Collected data
<<<<
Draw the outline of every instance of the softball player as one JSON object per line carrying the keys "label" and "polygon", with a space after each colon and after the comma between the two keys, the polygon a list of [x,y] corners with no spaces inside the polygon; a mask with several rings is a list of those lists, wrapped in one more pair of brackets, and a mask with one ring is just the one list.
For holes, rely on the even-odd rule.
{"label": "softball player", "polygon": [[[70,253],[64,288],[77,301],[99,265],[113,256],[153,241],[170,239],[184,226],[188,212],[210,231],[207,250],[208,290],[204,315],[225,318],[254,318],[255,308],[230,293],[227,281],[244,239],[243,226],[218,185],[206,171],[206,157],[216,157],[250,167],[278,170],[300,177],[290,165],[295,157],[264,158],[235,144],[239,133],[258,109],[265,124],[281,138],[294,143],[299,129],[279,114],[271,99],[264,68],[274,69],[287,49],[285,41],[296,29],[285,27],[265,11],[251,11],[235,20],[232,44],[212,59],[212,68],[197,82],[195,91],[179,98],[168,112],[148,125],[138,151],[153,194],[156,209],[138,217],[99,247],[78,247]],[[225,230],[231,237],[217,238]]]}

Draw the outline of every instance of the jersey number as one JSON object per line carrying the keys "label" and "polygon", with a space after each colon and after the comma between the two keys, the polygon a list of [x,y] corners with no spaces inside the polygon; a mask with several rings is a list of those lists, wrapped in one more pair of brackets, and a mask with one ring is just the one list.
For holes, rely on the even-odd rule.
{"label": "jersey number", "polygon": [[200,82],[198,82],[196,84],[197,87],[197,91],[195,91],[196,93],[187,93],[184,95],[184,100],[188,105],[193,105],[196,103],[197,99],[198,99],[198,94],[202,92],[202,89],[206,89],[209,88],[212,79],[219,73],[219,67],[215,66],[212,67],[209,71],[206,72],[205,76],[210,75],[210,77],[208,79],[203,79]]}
>>>>
# Given instruction:
Set out every line of the listing above as a numbered list, skipping the blank lines.

# Answer to the problem:
1. Draw the outline of every instance of the softball player as one JSON object per line carrying the keys "label" and "polygon", with a space after each colon and after the comma between the two keys, the polygon a list of [x,y] corners with no spaces inside the polygon; a mask with several rings is a list of those lists, wrapped in one more pair of brackets, and a mask with one ring is just the one list.
2. For holes, rely on the even-odd rule.
3. {"label": "softball player", "polygon": [[[70,253],[64,288],[77,301],[99,265],[113,256],[153,241],[170,239],[184,226],[188,212],[210,231],[207,250],[208,290],[204,315],[225,318],[254,318],[255,308],[230,293],[227,281],[244,239],[243,226],[218,185],[206,171],[206,157],[216,157],[250,167],[278,170],[300,177],[290,165],[295,157],[264,158],[235,144],[239,133],[258,109],[265,124],[281,138],[294,143],[299,129],[279,114],[271,99],[264,68],[274,69],[287,49],[285,41],[296,29],[285,27],[265,11],[251,11],[235,20],[232,44],[212,59],[212,68],[197,82],[195,91],[179,98],[168,112],[148,125],[138,151],[153,194],[156,209],[138,217],[99,247],[78,247]],[[225,230],[231,237],[217,238]]]}
4. Draw the outline of every instance of the jersey number as one JSON object per line carrying the keys "label" and "polygon", with a space after each colon and after the comma between the two keys, the polygon a list of [x,y] corners with no spaces inside the polygon; a mask with several rings is a list of those lists, wrapped in one more pair of brackets, and a mask with one ring is just the one list.
5. For holes, rely on the even-odd rule.
6. {"label": "jersey number", "polygon": [[200,82],[198,82],[196,84],[197,87],[197,91],[195,91],[196,93],[187,93],[184,95],[184,100],[188,105],[193,105],[196,103],[197,99],[198,99],[198,94],[202,92],[202,89],[206,89],[209,88],[212,79],[219,73],[219,67],[215,66],[212,67],[209,71],[206,72],[205,76],[210,75],[210,77],[208,79],[203,79]]}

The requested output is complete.